▸ **WHAT YOU SHOULD DO**:
Omit the images and retype the records verbatim.

▸ **RECORDS**:
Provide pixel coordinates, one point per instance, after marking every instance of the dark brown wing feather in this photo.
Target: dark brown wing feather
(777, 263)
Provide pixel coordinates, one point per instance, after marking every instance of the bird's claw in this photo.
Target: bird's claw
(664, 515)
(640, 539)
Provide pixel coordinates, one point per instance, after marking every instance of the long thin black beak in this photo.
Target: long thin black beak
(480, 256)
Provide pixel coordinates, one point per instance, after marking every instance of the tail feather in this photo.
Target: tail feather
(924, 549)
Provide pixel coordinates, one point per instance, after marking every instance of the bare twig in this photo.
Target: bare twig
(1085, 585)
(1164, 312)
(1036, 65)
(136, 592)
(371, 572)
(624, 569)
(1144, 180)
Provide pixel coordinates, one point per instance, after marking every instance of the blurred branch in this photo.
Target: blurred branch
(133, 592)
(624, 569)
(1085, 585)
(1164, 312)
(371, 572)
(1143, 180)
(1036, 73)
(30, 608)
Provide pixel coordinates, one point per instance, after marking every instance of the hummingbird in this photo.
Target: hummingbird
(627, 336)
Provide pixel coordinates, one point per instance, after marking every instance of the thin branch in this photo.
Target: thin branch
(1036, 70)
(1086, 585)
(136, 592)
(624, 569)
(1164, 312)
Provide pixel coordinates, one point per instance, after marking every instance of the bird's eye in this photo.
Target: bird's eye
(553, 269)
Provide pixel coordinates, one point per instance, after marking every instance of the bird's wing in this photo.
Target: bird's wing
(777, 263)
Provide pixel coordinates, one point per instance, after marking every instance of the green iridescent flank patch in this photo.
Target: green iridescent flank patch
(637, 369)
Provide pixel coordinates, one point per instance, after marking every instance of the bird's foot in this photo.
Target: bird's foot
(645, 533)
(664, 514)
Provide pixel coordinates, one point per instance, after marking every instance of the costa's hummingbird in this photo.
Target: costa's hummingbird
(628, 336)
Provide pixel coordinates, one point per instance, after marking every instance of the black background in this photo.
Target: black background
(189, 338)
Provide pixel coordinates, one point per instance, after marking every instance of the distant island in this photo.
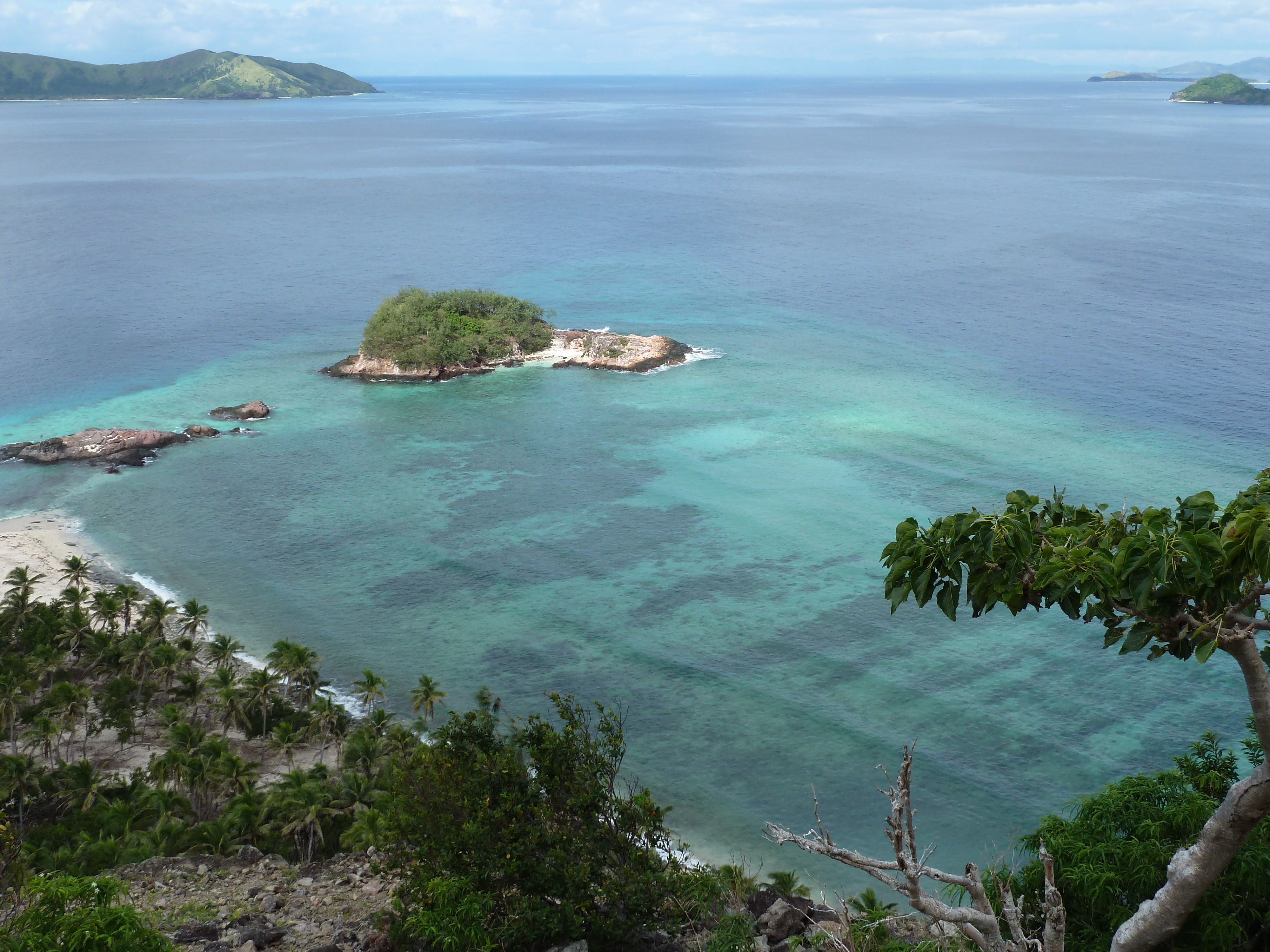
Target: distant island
(418, 336)
(199, 74)
(1196, 69)
(1226, 88)
(1116, 77)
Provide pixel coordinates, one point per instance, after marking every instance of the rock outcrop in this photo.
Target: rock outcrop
(383, 370)
(219, 904)
(255, 411)
(568, 348)
(115, 446)
(617, 352)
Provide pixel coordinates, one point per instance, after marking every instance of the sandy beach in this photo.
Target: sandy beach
(43, 541)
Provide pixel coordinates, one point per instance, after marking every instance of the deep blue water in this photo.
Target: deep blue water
(921, 294)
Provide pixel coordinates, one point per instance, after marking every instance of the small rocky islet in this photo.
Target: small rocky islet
(420, 337)
(117, 446)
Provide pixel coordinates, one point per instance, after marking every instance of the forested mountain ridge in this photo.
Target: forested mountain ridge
(199, 74)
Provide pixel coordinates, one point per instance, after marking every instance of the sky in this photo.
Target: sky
(670, 37)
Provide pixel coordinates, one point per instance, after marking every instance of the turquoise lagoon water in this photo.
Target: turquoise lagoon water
(914, 298)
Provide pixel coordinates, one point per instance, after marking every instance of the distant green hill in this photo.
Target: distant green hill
(1226, 88)
(200, 74)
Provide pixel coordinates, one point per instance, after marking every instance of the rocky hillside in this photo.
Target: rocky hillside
(217, 904)
(199, 74)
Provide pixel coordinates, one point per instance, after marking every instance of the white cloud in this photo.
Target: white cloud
(385, 37)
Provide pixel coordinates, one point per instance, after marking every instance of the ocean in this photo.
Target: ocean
(916, 295)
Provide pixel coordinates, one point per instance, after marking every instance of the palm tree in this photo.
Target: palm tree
(370, 689)
(285, 741)
(77, 571)
(222, 649)
(324, 715)
(45, 661)
(137, 652)
(106, 611)
(167, 662)
(43, 734)
(77, 631)
(20, 776)
(303, 813)
(426, 697)
(82, 785)
(868, 904)
(369, 831)
(364, 752)
(231, 709)
(13, 694)
(157, 614)
(261, 689)
(76, 708)
(194, 619)
(192, 691)
(247, 812)
(236, 774)
(128, 597)
(18, 601)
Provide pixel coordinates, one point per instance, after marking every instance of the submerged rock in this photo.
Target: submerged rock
(253, 411)
(116, 446)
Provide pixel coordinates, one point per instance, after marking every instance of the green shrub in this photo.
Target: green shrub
(453, 916)
(420, 329)
(1113, 854)
(533, 821)
(70, 915)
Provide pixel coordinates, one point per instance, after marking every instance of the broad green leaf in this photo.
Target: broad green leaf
(1205, 651)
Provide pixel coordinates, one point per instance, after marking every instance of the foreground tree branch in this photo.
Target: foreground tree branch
(1183, 582)
(979, 922)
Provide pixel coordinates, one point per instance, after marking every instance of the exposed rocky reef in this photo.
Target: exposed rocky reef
(220, 904)
(568, 348)
(115, 446)
(253, 411)
(617, 352)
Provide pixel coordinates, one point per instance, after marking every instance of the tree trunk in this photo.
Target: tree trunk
(1194, 869)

▸ **SOLUTION TO THIS PROBLEM**:
Provide pixel coordinates, one point per instance, after marking every instance of the dark brown wing feather in this photo.
Target: dark brown wing feather
(777, 263)
Provide pixel coordinates, one point per instance, after marking every instance of the bird's claw in this photo.
Target: bird's claw
(664, 515)
(640, 539)
Provide pixel coordinates, one point per instance, after marking every instance of the long thin black beak in this photo.
Target: long thin black beak
(480, 256)
Provide pixel coordinates, one point per instance, after marking every instance of the tail feather in this photo.
Target: tail feather
(924, 549)
Provide pixel coordinates, one point per instance, after marking every instance of the bare twig in this photo.
Target: bare twig
(1085, 585)
(1164, 312)
(1036, 65)
(136, 592)
(371, 572)
(624, 569)
(1144, 180)
Provide pixel coordinates, one point per instance, after marking every instance of the blurred branch in this photo.
Target: blurred branch
(133, 592)
(624, 569)
(1085, 585)
(1164, 312)
(371, 572)
(1143, 180)
(1036, 73)
(30, 608)
Provide pixel coordinates, one point per instance, after marking every instance of the hummingbird in this photo.
Target: hummingbird
(627, 336)
Provide pixel coordinates, one point per instance, after marking every instance of the thin branch in this photo.
Target: thin branch
(1036, 70)
(1086, 585)
(136, 592)
(624, 569)
(1164, 312)
Provide pixel coordinates, one point per instance, after marking every instance of the bird's eye in this photo.
Target: bird's eye
(553, 269)
Provide pixel coordinates, one point per instance, after marking every instance of the bird's wing in this photo.
Target: bird's wing
(777, 263)
Provide pixel coordinates, one point per instance, after marking every instance of the green iridescent flank patch in this photo.
Target: green iridescent flank patch
(637, 369)
Provide pixel coordinates, one point per instance, after marking every instance of the bird's foot in this photo.
Target: bird's foot
(645, 533)
(664, 514)
Provide pixel coordinates, one point per instance, after marking every instance of the costa's hummingbird in this photo.
Target: costa's hummingbird
(628, 336)
Provide pixel coordinates, one point per instance, after marking every instance of the black background in this photo.
Target: black background
(189, 338)
Provide pixel coordinates, one point per instance, after marking every instance of the distant island in this photo.
Target: distant island
(418, 336)
(199, 74)
(1196, 69)
(1226, 88)
(1116, 77)
Provide pixel coordinates, one point per instance, after marking every instance of the rock outcrop in this photo.
Target: rock outcrop
(383, 370)
(219, 904)
(255, 411)
(568, 348)
(115, 446)
(617, 352)
Provide pixel coordinates, one point per instance, after marking every instance of the sandy beach in this photo.
Target: sandy beach
(43, 541)
Provide pixel coordinates, one point per instance, after marking every instance of the deep blue water in this photo.
Target: deep blue water
(921, 294)
Provide pixel coordinates, one point per instance, after marking every instance of the small rocky islet in this photo.
Target: small rocky islet
(420, 337)
(117, 446)
Provide pixel coordinates, one point per instance, after marking every instance of the forested mountain ridge in this photo.
Target: forested mountain ridge
(199, 74)
Provide pixel coordinates, one point per instance, after marking every instance of the sky in this photo.
Target: sky
(670, 37)
Provide pixel coordinates, one point per instance, after marking every instance of the turquoise lagoon water in this photo.
Target: turquoise lagoon water
(914, 298)
Provide pixel coordinates, one point per instance, after marking every instance of the distant green hill in this photo.
Target: distant green hill
(1226, 88)
(200, 74)
Provide pixel coordinates, one point per instance, after marking every instance of the rocky hillside in this photo.
Target: rocky hillside
(217, 904)
(199, 74)
Provide pixel coordinates, one point per instance, after marking every instance of the white cloud in this photo.
Target: white cloud
(385, 37)
Provide pixel coordinates, one point per instance, after marking every instance of the ocean in this photo.
Target: ocean
(916, 295)
Provide pixel coordinates, one point per instance, after marking every instance of the palm tree in this photo.
Target: palm tree
(370, 689)
(285, 741)
(77, 571)
(222, 649)
(324, 715)
(45, 661)
(137, 652)
(106, 611)
(167, 662)
(43, 734)
(77, 631)
(20, 776)
(303, 813)
(426, 697)
(82, 785)
(868, 904)
(369, 831)
(364, 752)
(231, 709)
(13, 694)
(157, 614)
(261, 689)
(76, 708)
(194, 619)
(192, 691)
(247, 812)
(236, 774)
(128, 597)
(18, 601)
Provide pixel coordinates, one point per instance, after marking every instance of the submerged rock in this photo.
Target: submerged rock
(253, 411)
(116, 446)
Provide pixel coordinates, one point per instance, after marking every instance of the green shrub in this photo.
Target: green shrub
(453, 916)
(420, 329)
(1113, 854)
(533, 821)
(70, 915)
Provide pixel coordinates, one point per instance, after marking every instance of the broad green leaf in this photo.
Target: broad green leaf
(1205, 651)
Provide pixel coordinates, one point per instance, after marking every instance of the foreground tree branch in this photo.
Target: foreground tree branch
(1183, 582)
(979, 922)
Provide pixel coordinates, one point per instance, after marking every instance of the exposed rocky reef in this photo.
Target: exposed rocky reef
(220, 904)
(568, 348)
(115, 446)
(253, 411)
(617, 352)
Provide pixel coordinates, one point per instance, after marking every instance of the tree trunk in this photo.
Target: tree trunk
(1194, 869)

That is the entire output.